● Instrucción dada 1: En los registros, toma el tramo que empieza con la línea que contiene "like [(174, 232)]." y termina con la que contiene "[(56, 273)]". Reescribe solo esas líneas cambiando "scouting log" por "survey record" y deja todo lo demás igual.

━━━ Fragmento de texto

Os voy a contar una historia real. Vais a leer la proeza que ayer me convirtió en un ser invencible, un paradigma de la evolución del ser humano. Una victoria más de la raza humana. Ayer nació JunGyver…
Así pues, esto es una aventura que trata de la superación humana, del esfuerzo, de la desesperación y sobre todo de la fatalidad de ser una paquete total… Una hazaña con tintes homéricos.
Habiendo amanecido un día increíblemente veraniego para las fechas en las que andamos, me decidí a ir a mi pueblo a pasar la jornada con mi anciano perro que allí reside al cuidado de los vecinos. Adoro pasar estos momentos en la más estricta soledad. Nadie habita ya la residencia familiar y entre semana, solo una cuadrilla de jubilados camina por sus calles. Qué decir, que me encanta llegar y estar sola, hablar lo mínimo, porque hay que hablar y cuanta menos gente me encuentre, más feliz me siento. Esa sensación de absoluta libertad, lejos de la sociedad. Pero, la libertad tiene un precio, bien lo sé. Ese precio, esa soledad tan liberadora se paga arriesgando la integridad física y psíquica. Encontrarse a uno mismo puede traer sus consecuencias. Más aún, si el ermitaño en cuestión, o sea yo misma, tiene cierta tendencia, más o menos intensa, a liarla parda.

━━━━━━
━━━ Registros proporcionados

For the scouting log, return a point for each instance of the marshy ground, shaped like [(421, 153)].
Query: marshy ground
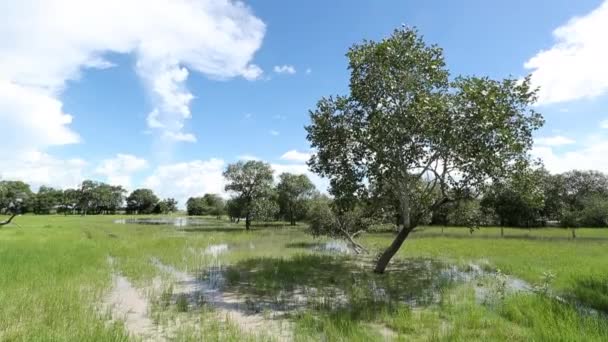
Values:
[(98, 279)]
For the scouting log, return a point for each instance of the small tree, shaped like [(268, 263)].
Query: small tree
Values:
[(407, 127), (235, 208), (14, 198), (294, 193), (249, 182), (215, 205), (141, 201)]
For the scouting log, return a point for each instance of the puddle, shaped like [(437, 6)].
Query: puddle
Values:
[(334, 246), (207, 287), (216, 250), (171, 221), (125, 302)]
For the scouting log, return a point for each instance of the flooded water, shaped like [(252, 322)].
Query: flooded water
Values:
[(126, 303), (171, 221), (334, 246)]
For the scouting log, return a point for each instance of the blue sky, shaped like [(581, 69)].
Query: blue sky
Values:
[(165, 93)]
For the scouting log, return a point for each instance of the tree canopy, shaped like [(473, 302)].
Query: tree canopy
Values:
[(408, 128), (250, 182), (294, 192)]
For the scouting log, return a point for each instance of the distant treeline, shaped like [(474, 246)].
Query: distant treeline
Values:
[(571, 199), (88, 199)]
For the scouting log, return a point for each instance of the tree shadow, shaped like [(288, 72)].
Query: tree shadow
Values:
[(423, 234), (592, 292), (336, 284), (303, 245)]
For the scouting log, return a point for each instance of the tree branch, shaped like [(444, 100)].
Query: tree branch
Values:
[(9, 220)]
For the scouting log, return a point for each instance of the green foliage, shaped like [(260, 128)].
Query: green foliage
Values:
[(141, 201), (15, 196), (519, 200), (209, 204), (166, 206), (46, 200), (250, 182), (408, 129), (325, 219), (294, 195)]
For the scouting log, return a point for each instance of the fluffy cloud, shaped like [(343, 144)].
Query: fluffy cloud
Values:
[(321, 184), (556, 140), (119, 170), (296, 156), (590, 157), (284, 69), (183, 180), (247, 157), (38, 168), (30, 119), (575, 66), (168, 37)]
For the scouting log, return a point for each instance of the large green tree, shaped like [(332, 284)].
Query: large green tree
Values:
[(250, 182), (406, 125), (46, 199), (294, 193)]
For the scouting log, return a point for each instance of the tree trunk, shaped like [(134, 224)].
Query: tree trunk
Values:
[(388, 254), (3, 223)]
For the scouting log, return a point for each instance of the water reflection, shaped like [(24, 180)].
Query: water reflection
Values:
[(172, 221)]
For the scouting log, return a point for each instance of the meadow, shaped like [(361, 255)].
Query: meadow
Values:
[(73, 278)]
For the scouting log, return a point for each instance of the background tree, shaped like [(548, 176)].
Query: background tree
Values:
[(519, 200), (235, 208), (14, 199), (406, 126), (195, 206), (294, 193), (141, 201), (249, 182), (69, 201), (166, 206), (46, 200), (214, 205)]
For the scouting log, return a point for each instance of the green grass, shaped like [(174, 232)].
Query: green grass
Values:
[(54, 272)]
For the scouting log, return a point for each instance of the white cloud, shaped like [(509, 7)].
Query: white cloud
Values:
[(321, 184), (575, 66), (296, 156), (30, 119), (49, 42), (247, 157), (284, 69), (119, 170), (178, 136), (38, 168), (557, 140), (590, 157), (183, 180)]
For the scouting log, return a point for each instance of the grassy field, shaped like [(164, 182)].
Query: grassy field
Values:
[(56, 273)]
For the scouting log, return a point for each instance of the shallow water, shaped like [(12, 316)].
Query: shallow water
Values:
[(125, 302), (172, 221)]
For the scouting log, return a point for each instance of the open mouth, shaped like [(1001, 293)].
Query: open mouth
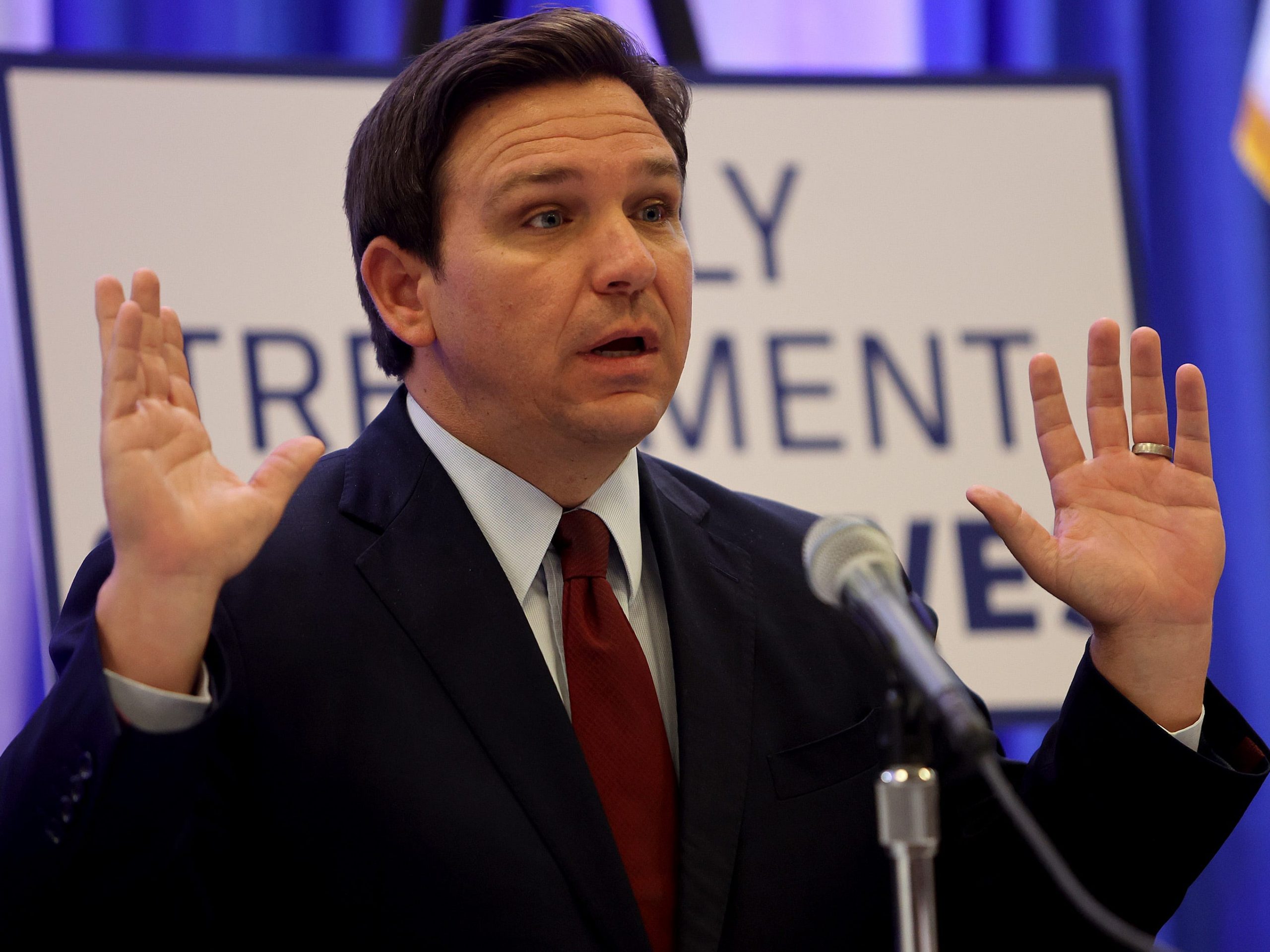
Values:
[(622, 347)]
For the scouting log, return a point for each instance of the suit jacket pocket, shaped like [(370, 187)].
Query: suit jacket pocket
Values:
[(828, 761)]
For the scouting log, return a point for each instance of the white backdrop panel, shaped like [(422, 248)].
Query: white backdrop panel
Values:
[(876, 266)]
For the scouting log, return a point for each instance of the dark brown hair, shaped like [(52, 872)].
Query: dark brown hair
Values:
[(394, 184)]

━━━━━━

● Instrucción dada 2: Sigue escribiendo el relato sobre la escapada al pueblo a partir de donde se detiene.

● Respuesta correcta 1:
For the survey record, return a point for each instance of the green grass, shaped like [(174, 232)].
Query: green grass
Values:
[(54, 272)]
For the survey record, return a point for each instance of the white cloud, shaped like [(509, 7)].
Query: white cloud
Values:
[(321, 184), (575, 66), (296, 156), (30, 119), (49, 42), (247, 157), (284, 69), (119, 170), (178, 136), (38, 168), (557, 140), (590, 157), (183, 180)]
For the survey record, return a point for each instance of the grassy field, shaped like [(164, 182)].
Query: grassy field
Values:
[(56, 273)]

● Respuesta correcta 2:
Llegué toda contenta con mi coche. De primeras, casi me cargo una frontera a base de macetas enormes que ha plantado la vecina (ausente en aquellos momentos) en el terreno compartido que ambas casas tienen en su entrada. La insulté con rabia, porque aprovechando nuestra ausencia, ha
invadido nuestra parcela de tal forma que dificulta la entrada con el coche en mi hogar e impide totalmente la salida con el mismo. En fin, respiré hondo, pensando que tenía que haberlas destrozado de un golpe porque además de comernos la parcela de la entrada me parece una horterada esa decoración tan así y que quizás debía echar amoniaco en las plantas, a lo Puerto Urraco. Pero, ahuyenté esos perversos pensamientos de mi mente, porque rememoré a mi abuelo contando pasos y moviendo mojones -para los que no sois de pueblo, los mojones son señales que se utilizan para delimitar los terrenos que pueden ser más o menos reales o subjetivas, además de susceptibles siempre de ser modificadas según quien las vea-, y recordé que a mí en el fondo me la pela.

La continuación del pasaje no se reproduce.